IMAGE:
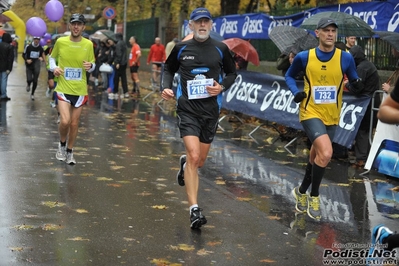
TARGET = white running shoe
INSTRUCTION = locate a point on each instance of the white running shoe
(70, 160)
(61, 153)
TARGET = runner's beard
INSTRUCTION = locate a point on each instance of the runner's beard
(202, 37)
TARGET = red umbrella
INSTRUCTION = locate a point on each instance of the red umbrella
(244, 49)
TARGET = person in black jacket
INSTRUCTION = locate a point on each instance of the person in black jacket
(103, 58)
(120, 62)
(33, 55)
(110, 43)
(6, 63)
(371, 80)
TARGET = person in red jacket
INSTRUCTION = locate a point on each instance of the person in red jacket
(156, 57)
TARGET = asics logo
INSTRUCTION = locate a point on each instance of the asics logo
(188, 57)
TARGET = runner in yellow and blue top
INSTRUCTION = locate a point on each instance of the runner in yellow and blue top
(320, 106)
(74, 55)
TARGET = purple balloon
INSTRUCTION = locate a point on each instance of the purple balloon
(47, 36)
(36, 26)
(54, 10)
(43, 42)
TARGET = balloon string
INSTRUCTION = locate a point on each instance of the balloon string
(389, 79)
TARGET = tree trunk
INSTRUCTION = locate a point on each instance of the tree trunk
(229, 7)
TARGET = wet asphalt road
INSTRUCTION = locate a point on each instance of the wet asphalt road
(121, 205)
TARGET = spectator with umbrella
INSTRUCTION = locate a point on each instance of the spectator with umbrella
(120, 63)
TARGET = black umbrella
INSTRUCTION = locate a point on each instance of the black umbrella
(348, 25)
(107, 33)
(390, 37)
(288, 38)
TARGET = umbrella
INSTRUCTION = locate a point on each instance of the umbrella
(287, 37)
(348, 25)
(214, 35)
(390, 37)
(244, 49)
(102, 34)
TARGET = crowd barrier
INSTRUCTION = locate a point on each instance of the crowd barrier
(384, 153)
(268, 98)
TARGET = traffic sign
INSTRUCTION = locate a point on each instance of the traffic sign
(109, 12)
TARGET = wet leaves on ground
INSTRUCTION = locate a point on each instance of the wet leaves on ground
(53, 204)
(78, 238)
(114, 185)
(16, 249)
(51, 227)
(159, 207)
(81, 211)
(104, 178)
(23, 227)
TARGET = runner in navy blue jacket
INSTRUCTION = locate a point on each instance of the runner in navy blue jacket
(206, 69)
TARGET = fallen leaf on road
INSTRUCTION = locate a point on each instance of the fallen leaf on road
(51, 227)
(81, 211)
(186, 247)
(243, 199)
(275, 217)
(114, 185)
(16, 248)
(104, 179)
(116, 167)
(53, 204)
(214, 243)
(159, 207)
(267, 261)
(204, 252)
(144, 193)
(23, 227)
(78, 238)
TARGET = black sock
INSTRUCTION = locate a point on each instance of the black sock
(317, 176)
(392, 241)
(307, 179)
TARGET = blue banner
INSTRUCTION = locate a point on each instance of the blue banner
(268, 97)
(380, 15)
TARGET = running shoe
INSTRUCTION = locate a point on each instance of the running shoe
(180, 174)
(380, 232)
(301, 204)
(314, 211)
(197, 219)
(69, 158)
(61, 153)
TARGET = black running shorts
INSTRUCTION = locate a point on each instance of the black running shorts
(134, 69)
(203, 128)
(314, 128)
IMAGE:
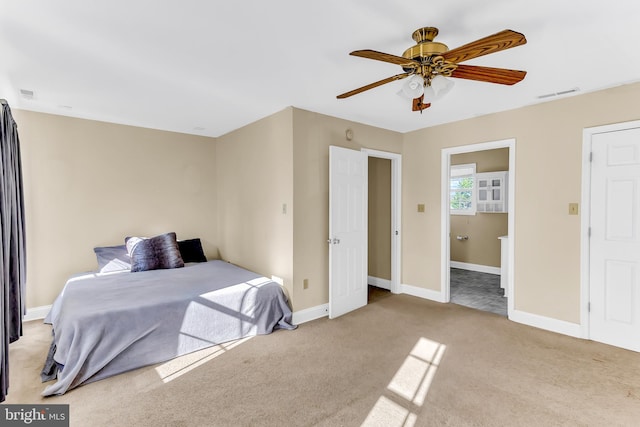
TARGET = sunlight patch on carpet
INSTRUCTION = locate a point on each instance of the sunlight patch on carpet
(179, 366)
(408, 387)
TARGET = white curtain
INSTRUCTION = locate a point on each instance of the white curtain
(12, 242)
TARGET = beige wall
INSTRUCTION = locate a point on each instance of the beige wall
(548, 178)
(254, 188)
(483, 229)
(313, 133)
(90, 183)
(379, 235)
(160, 181)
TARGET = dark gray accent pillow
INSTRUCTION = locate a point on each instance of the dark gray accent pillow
(154, 253)
(191, 250)
(112, 258)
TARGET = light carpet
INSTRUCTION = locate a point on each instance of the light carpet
(399, 361)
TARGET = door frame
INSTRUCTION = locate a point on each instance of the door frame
(445, 222)
(396, 212)
(585, 217)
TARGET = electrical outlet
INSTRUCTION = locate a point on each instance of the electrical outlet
(573, 209)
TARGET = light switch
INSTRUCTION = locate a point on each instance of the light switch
(573, 209)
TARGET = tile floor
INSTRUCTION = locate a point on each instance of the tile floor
(481, 291)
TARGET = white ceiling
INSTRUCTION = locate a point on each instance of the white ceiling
(209, 67)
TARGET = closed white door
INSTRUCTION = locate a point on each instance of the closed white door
(614, 247)
(347, 230)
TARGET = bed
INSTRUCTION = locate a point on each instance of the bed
(106, 323)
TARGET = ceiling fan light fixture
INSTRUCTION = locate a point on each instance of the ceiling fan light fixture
(441, 85)
(429, 95)
(413, 87)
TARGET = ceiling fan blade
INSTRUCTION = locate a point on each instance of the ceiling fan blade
(386, 57)
(501, 76)
(500, 41)
(372, 85)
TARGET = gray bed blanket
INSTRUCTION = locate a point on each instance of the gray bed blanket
(106, 324)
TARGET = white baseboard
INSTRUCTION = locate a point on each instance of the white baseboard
(475, 267)
(429, 294)
(546, 323)
(309, 314)
(37, 313)
(379, 283)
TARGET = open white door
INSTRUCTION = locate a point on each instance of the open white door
(614, 246)
(347, 230)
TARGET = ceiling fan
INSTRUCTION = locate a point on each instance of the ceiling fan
(428, 63)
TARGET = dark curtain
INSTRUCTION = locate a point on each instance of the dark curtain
(12, 244)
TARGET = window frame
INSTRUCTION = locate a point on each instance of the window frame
(457, 172)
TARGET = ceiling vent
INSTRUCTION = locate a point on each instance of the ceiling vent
(563, 92)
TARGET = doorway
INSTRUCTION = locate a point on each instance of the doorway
(505, 272)
(348, 280)
(610, 224)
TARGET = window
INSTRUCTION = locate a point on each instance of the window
(462, 198)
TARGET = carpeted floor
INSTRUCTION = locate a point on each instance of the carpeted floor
(399, 361)
(477, 290)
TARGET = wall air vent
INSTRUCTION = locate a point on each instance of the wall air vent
(562, 92)
(26, 94)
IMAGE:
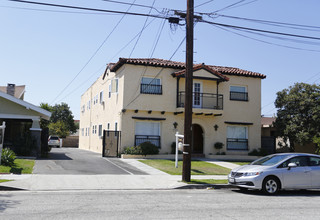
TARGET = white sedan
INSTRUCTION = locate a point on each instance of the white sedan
(278, 171)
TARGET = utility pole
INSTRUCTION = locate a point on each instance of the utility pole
(186, 169)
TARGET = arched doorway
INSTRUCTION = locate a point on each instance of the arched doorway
(197, 139)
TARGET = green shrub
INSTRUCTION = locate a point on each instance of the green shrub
(132, 150)
(218, 145)
(259, 152)
(173, 148)
(147, 148)
(7, 157)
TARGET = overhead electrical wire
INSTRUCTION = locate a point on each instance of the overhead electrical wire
(79, 86)
(267, 22)
(160, 71)
(139, 5)
(261, 30)
(145, 22)
(88, 9)
(204, 3)
(263, 41)
(93, 55)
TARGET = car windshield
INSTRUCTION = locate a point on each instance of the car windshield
(269, 160)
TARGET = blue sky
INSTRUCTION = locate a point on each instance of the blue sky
(45, 48)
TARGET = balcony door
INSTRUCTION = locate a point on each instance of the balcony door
(197, 99)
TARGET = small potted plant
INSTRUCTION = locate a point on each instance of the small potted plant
(218, 146)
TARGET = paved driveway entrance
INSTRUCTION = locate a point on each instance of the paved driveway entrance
(77, 161)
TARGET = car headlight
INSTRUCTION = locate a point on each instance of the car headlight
(252, 174)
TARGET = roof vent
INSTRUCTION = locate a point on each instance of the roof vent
(11, 89)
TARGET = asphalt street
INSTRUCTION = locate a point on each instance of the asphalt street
(159, 204)
(82, 162)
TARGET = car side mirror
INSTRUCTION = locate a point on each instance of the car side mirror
(291, 165)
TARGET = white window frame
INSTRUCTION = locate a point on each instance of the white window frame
(100, 130)
(101, 97)
(234, 136)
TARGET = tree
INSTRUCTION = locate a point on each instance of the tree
(298, 114)
(62, 112)
(58, 128)
(61, 122)
(43, 122)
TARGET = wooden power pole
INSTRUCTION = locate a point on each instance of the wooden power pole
(186, 169)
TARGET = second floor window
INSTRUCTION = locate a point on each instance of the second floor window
(151, 86)
(238, 93)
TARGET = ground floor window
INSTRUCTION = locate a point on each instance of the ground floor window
(237, 138)
(147, 131)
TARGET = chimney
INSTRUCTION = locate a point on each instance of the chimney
(11, 89)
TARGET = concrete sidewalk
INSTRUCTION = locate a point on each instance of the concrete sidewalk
(155, 180)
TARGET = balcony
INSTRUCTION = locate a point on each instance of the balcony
(237, 144)
(139, 139)
(151, 89)
(202, 100)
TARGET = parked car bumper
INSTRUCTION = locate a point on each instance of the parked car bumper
(250, 182)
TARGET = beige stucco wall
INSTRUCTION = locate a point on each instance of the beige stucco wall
(100, 114)
(130, 99)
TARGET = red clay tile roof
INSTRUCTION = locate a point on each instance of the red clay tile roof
(202, 66)
(180, 65)
(267, 121)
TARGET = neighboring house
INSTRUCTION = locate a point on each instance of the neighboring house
(144, 100)
(20, 118)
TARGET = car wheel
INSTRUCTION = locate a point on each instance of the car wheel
(242, 189)
(271, 185)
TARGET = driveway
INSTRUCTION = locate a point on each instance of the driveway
(82, 162)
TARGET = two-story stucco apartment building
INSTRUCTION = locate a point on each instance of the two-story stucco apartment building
(144, 100)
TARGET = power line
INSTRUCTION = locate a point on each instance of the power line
(93, 55)
(55, 11)
(88, 9)
(266, 22)
(229, 6)
(263, 41)
(260, 30)
(159, 71)
(145, 22)
(139, 5)
(204, 3)
(107, 62)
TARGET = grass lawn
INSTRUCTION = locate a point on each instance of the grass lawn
(21, 166)
(208, 181)
(197, 167)
(241, 163)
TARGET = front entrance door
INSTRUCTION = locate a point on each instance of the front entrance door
(197, 100)
(197, 139)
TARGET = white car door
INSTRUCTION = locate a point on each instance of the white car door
(314, 165)
(297, 177)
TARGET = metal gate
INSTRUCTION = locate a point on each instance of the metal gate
(268, 144)
(2, 128)
(110, 143)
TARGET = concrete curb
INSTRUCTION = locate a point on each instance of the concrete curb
(207, 186)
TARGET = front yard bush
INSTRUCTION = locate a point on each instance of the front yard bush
(259, 152)
(147, 148)
(7, 157)
(132, 150)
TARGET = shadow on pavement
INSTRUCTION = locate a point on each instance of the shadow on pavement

## [Exercise instructions]
From the records given above, copy all lines containing "pavement".

## [Result for this task]
TARGET = shadow on pavement
INSTRUCTION = locate a point on each instance of the shadow on pavement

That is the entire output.